§ DATASET EXCERPTS:
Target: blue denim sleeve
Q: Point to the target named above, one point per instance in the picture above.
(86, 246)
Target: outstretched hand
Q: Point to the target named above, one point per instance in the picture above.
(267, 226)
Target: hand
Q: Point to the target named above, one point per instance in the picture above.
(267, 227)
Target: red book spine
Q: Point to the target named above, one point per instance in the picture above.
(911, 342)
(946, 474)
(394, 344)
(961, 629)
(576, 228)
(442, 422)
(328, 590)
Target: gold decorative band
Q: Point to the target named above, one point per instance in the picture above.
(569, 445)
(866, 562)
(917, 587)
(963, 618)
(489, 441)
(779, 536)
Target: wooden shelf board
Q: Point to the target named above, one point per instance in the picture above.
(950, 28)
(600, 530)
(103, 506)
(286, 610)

---

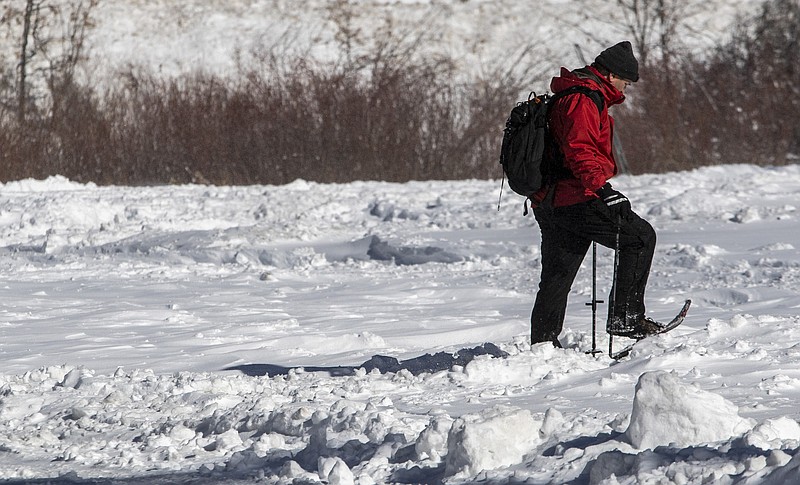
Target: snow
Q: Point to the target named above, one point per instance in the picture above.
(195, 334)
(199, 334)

§ WHAT YOU HAVE TO DO:
Sift through the material above and copy out every line that contains the word "hand", one line per row, without changing it.

§ OUTPUT FOR THIS TASK:
Target: outstretched hand
Target: hand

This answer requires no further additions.